Segment Start: SOURCE MATERIAL

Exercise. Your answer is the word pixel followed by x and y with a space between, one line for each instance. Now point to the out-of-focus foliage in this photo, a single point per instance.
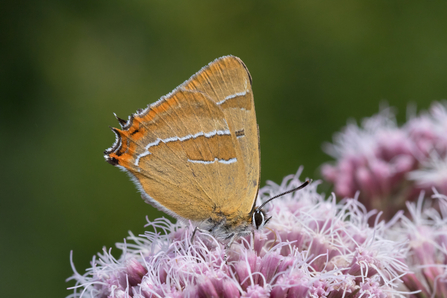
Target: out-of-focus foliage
pixel 65 66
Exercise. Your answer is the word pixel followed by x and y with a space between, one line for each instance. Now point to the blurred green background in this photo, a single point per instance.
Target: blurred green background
pixel 66 66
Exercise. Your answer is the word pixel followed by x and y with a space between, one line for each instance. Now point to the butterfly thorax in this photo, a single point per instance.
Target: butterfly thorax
pixel 224 227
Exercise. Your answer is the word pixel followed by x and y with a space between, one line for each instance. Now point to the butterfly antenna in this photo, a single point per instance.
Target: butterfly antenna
pixel 289 191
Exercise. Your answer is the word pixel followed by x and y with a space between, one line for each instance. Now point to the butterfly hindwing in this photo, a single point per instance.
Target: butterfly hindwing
pixel 194 153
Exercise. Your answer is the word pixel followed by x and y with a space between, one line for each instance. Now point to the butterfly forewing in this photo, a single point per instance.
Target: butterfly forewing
pixel 194 153
pixel 228 83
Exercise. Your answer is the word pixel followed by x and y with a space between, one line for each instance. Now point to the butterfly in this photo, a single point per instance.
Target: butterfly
pixel 195 152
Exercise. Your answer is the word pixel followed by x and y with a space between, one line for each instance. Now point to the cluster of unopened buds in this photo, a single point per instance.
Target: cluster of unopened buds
pixel 382 233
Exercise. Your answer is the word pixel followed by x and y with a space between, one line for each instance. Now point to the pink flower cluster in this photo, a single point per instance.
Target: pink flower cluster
pixel 426 232
pixel 312 247
pixel 389 165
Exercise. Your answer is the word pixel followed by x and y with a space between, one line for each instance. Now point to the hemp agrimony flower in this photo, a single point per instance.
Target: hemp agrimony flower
pixel 388 164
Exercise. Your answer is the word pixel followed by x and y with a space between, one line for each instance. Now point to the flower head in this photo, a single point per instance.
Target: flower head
pixel 388 164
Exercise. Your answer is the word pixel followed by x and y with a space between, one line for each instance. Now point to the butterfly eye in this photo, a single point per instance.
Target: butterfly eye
pixel 258 218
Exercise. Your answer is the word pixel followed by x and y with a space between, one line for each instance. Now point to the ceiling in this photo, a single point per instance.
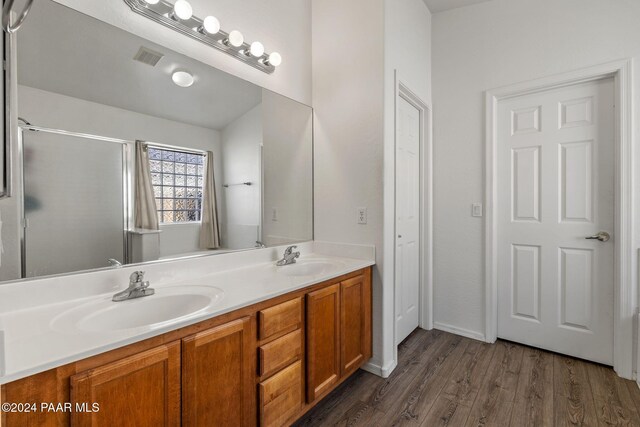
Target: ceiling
pixel 63 51
pixel 436 6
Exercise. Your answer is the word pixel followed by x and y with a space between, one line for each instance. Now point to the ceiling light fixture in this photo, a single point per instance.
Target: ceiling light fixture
pixel 182 78
pixel 179 17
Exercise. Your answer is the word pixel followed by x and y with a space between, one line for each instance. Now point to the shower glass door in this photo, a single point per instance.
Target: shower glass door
pixel 74 203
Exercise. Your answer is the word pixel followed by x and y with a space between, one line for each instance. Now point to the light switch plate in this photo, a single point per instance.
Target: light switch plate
pixel 362 215
pixel 476 210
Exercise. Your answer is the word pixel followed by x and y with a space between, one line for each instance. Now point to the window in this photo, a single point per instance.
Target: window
pixel 177 183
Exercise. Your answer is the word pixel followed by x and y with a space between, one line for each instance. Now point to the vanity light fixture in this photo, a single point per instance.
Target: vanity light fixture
pixel 182 78
pixel 179 17
pixel 182 10
pixel 274 59
pixel 235 39
pixel 256 49
pixel 210 25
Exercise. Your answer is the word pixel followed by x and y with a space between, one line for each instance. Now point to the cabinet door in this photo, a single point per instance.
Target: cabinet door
pixel 355 323
pixel 281 396
pixel 323 340
pixel 218 376
pixel 140 390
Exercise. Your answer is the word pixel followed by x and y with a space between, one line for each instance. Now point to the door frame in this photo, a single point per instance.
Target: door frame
pixel 624 290
pixel 425 308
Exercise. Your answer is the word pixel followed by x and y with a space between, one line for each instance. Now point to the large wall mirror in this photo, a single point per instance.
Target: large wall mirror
pixel 124 161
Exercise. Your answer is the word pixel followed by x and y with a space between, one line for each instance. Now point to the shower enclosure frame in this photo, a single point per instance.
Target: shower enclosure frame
pixel 127 184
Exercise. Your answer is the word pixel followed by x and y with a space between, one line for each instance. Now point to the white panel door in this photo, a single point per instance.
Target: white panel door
pixel 555 189
pixel 407 219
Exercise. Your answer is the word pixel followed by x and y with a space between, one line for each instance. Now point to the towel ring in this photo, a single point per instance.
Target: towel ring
pixel 6 16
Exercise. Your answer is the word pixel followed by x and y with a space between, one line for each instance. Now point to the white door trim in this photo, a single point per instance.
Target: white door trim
pixel 624 290
pixel 426 204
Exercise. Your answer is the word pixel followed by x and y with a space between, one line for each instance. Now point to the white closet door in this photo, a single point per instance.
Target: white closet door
pixel 556 188
pixel 407 219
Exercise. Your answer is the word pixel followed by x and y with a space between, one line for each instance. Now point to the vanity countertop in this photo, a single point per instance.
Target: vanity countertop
pixel 35 338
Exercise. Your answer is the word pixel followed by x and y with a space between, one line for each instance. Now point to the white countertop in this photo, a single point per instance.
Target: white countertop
pixel 31 345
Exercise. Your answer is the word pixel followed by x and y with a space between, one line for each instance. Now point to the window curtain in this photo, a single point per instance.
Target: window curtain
pixel 210 230
pixel 146 214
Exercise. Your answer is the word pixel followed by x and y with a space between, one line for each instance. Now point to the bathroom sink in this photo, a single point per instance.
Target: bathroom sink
pixel 308 268
pixel 168 305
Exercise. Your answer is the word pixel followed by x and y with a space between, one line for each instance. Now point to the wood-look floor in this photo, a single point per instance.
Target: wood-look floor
pixel 447 380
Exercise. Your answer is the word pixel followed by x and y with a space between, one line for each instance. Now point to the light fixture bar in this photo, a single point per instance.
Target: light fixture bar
pixel 162 11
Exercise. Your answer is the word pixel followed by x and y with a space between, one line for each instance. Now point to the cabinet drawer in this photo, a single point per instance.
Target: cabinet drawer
pixel 280 353
pixel 280 318
pixel 281 396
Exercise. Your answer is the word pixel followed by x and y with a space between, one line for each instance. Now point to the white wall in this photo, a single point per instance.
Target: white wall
pixel 281 25
pixel 348 101
pixel 353 98
pixel 241 140
pixel 486 46
pixel 56 111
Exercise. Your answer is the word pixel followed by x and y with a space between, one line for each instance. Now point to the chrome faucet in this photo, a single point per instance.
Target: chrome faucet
pixel 289 256
pixel 137 288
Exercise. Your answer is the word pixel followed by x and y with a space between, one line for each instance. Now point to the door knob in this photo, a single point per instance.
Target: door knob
pixel 603 236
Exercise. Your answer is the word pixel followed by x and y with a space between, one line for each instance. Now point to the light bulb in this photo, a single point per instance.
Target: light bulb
pixel 182 9
pixel 211 25
pixel 236 38
pixel 257 49
pixel 182 78
pixel 274 59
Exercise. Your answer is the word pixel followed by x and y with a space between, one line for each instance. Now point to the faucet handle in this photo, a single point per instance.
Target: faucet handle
pixel 136 277
pixel 290 249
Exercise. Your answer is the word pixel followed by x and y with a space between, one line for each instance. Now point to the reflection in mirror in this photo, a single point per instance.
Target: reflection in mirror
pixel 220 164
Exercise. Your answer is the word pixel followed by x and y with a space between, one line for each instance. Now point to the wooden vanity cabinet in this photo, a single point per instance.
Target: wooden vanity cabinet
pixel 143 389
pixel 355 324
pixel 253 366
pixel 338 333
pixel 323 340
pixel 218 376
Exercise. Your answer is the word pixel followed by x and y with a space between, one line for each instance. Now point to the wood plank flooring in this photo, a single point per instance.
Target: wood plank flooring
pixel 447 380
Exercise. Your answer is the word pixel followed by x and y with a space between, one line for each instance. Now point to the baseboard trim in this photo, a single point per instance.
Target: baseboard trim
pixel 381 371
pixel 459 331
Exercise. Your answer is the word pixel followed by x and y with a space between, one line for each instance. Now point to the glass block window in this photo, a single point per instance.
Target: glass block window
pixel 177 179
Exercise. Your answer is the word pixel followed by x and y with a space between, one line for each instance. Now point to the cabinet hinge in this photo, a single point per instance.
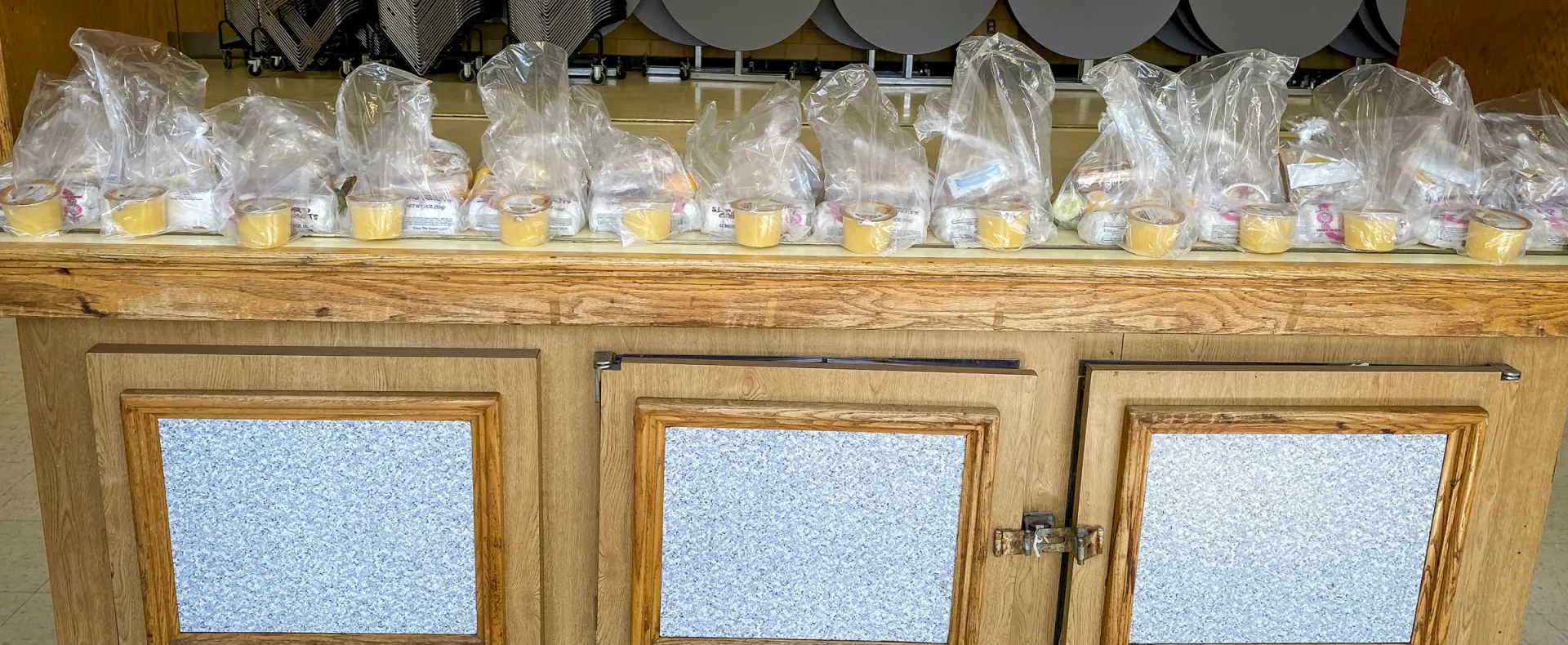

Segment End: SOURCE MATERIAL

ASSIGNED TASK:
In the listing, find the line with "to the faucet" and retype exactly from there through the last line, both included, leaving the pictures out.

WRITTEN ANSWER:
Exercise. Your answer is the word pixel followed by x and y with a space between, one line for each instance. Now point to the faucet handle in this photo, a single point per instance.
Target: faucet handle
pixel 136 277
pixel 290 249
Exercise. Your answer is the word pixel followed by x and y with a space between, one line for each instance. Now point to the reflection in mirror in this photo, a single point per instance.
Target: reflection in mirror
pixel 220 164
Exercise. Your answer is the word pixel followed by x and y with a space between, one line for each instance. Now point to the wooden vanity cabinet in this photo, a single point per instance.
Target: wooden vanity cabinet
pixel 143 389
pixel 355 324
pixel 253 366
pixel 338 333
pixel 323 340
pixel 218 376
Exercise. Your answer is the word pixel followed by x and y with a space between, one line for each instance. Now point to the wood plank flooring in this photo, a single point per instance.
Target: wood plank flooring
pixel 447 380
Exercise. Your answer is the word pixel followed by x and y with a space between, one line for each instance. Now point to the baseboard trim in this photo, a single point per instance.
Target: baseboard trim
pixel 381 371
pixel 459 331
Exercise. Your answer is the word pixel followed by x and y with a space between, one line for each instance. Now point to the glass block window in this photo, a single point per instance.
Target: glass block window
pixel 177 179
Exercise. Your answer is the word pixel followed by x and y with a space between, one line for each instance. Now point to the cabinet hinge in this photo, a single point per instance.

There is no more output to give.